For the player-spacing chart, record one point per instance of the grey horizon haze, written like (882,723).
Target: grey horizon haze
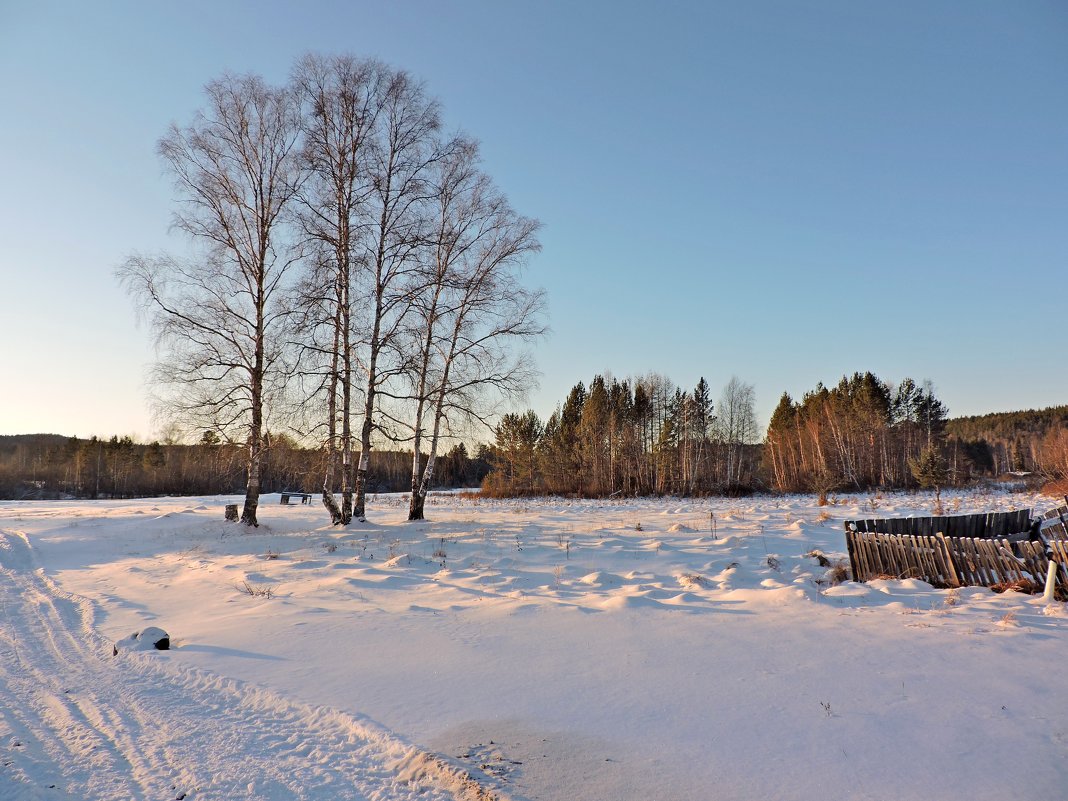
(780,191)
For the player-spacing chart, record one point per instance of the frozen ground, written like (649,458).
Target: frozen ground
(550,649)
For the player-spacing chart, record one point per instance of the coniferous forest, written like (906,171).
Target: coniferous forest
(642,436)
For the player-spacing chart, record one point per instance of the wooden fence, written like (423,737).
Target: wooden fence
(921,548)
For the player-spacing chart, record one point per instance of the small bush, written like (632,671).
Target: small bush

========================================================================

**Problem**
Recast every line of the records above as a Markdown table with the columns "Row" and "Line," numbering each line and omitting blank lines. Leave the pictures out of the table.

**Exercise solution**
| Row | Line |
|---|---|
| 1 | For the player-spacing chart, record one point per instance of the grey horizon haze, written like (882,723). |
| 2 | Target: grey horizon haze |
| 3 | (780,191) |
| 4 | For the player-spacing chart, record one point per instance of the frozen ground, written like (649,458). |
| 5 | Target: frozen ground |
| 6 | (550,649) |
| 7 | For the player-spacing chart, record one point per instance of the coniferous forest, written like (906,171). |
| 8 | Target: coniferous forest |
| 9 | (642,436) |
| 10 | For the player-spacing chart, record one point per instance of the wooden fence, written like (423,737). |
| 11 | Target: wooden fence |
| 12 | (921,548) |
| 13 | For the player-spacing chart, record one point per instance of the small bush, written like (632,671). |
| 14 | Target: small bush |